Selected text →
It has been repeatedly suggested that the Chinese government is hiding the true figures to burnish its global image
PUBLISHED MAY 15, 2020
(Getty Images)
(Getty Images)

China may have suffered several hundred thousand more cases of COVID-19 than they have publicly reported, leaked data from the country's military seems to indicate.

As per the Johns Hopkins University's coronavirus live-tracker, China has said it has had 84,029 cases and 4,637 deaths from COVID-19, but it has been repeatedly suggested that its government is hiding the true figures to burnish its global image.

Data obtained by Foreign Policy from Chinese military's National University of Defense Technology, which publishes a data-tracker for the coronavirus in the country, seems to show the country may have had as many as 640,000 cases.

Foreign Policy said the dataset contains 640,000 individual entries taken from at least 230 cities across China and that each entry contained latitude, longitude, and 'confirmed' number of cases at the location on a specific date, which ranges from early February to late April. For locations in and around Wuhan, the epicenter of the outbreak, it included information about deaths and those who “recovered.”

The data also had locations of hospitals, apartment compounds, hotels, supermarkets, railway stations, restaurants, churches, and schools across the breadth of the country, as well as one case of coronavirus in a KFC in the eastern city of Zhenjiang on March 14.

It is as reliable data as one can get from China considering how the Chinese Communist Party often acts in secrecy and has reportedly been aggregated from the country's health ministry, the National Health Commission, media reports, and other public sources.

The university's website further states that it is "under the direct leadership of the Central Military Commission," the body that oversees China's military, which has been extensively involved in the response to the coronavirus pandemic.

The man believed to be responsible for the data is Zhang Haisu, a director at the university's Information and Communication Department who was credited for building the "Fight the Virus to Return to Work Database" and was praised for his dedication.

Collected data entries →
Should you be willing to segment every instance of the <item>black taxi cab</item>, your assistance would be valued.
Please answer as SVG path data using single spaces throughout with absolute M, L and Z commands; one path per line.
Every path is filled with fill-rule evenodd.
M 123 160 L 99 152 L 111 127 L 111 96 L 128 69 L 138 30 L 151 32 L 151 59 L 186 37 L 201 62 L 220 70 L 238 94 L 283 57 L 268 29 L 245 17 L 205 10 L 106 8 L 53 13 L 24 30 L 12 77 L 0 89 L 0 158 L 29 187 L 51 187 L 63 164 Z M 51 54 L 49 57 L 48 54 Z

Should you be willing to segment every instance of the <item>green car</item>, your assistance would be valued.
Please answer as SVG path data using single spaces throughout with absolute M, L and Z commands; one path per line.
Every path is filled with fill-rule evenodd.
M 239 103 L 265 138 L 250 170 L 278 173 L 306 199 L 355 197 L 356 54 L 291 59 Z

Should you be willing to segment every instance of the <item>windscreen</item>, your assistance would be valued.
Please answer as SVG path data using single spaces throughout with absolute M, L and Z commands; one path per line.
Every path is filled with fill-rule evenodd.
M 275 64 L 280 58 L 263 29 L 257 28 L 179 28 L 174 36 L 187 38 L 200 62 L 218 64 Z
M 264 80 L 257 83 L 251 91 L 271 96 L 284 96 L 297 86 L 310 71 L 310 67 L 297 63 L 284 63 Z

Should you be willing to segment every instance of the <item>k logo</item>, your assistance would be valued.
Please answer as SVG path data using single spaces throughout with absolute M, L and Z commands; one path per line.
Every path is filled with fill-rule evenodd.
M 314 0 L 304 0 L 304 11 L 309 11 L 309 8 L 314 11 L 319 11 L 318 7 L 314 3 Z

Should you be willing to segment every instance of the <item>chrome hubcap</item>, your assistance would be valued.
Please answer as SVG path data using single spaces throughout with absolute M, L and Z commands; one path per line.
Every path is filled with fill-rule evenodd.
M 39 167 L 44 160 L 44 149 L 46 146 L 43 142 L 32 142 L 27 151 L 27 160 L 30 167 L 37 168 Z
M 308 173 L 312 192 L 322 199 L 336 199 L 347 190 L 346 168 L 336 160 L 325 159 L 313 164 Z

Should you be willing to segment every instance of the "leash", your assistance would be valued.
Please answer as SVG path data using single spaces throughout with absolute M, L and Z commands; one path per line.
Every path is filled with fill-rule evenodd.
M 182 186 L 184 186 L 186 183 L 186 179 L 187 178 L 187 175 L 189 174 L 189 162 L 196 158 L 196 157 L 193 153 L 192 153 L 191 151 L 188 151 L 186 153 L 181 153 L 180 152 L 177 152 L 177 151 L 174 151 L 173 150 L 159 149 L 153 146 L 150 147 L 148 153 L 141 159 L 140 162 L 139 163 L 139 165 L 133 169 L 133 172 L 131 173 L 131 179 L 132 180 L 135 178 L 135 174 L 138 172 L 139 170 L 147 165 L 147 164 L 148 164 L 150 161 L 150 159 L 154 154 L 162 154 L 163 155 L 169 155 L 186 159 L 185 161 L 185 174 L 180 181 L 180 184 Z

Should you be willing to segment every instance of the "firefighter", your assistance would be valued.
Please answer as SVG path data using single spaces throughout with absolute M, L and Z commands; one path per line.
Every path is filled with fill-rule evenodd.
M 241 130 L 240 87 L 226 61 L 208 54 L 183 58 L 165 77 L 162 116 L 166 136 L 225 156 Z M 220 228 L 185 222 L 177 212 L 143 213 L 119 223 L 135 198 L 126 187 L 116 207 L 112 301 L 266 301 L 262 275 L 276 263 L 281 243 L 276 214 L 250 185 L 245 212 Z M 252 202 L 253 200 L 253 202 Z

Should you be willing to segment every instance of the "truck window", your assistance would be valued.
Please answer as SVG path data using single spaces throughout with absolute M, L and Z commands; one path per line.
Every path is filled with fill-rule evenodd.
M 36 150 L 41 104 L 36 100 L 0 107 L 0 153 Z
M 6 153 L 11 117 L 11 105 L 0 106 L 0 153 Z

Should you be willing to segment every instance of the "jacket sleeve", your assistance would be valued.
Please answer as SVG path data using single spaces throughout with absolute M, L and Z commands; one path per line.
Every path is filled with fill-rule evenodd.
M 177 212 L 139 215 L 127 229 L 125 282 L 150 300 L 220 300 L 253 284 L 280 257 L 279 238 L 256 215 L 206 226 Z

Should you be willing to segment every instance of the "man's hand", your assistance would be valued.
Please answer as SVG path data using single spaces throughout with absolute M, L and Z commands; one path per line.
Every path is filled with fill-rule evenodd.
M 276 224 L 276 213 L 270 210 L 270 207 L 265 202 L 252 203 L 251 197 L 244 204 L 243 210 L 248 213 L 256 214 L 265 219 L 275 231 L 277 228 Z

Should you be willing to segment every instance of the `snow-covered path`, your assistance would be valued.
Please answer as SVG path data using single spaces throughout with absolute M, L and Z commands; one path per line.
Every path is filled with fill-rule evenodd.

Required work →
- a) In the article on leaked Chinese COVID-19 data, what case and death totals has China reported, according to the Johns Hopkins University tracker?
- b) List every kind of place, besides the KFC, whose locations the article on leaked Chinese COVID-19 data says the dataset included.
- c) Write the next part of the article on leaked Chinese COVID-19 data.
You can set the lines aside; they are not needed.

Expected outputs →
- a) 84,029 cases and 4,637 deaths.

- b) Hospitals, apartment compounds, hotels, supermarkets, railway stations, restaurants, churches, and schools.

- c)
If each entry accounted for one case, that would mean at least 640,000 cases of the virus have been recorded in the country. That number could be even higher considering one of the entries contained two cases of COVID-19, reported at a church in the northeastern provincial capital of Harbin on March 17.

However, at the same time, they could be lower as well since inconsistencies in data-gathering methods could mean that single cases could have been counted multiple times and skewed the figures.

The data set has not defined what was classified as a "confirmed" case of the virus either, which has led to discrepancies in reporting of cases in other countries too.

The news came as the FBI and CISA warned China was targeting organizations that are conducting COVID-19-related research in the US and had observed "actors attempting to identify and illicitly obtain valuable intellectual property and public health data related to vaccines, treatments, and testing from networks and personnel affiliated with this sensitive research."

John Demers, head of the Justice Department’s national security division, had said China's actions had a political motive.

"China has long engaged in the theft of biomedical research, and covid-19 research is the field’s Holy Grail right," he said. "The geopolitical significance of being the first to develop a treatment or vaccine means the Chinese will try to use every tool -- both cyber intrusions and insiders -- to get it."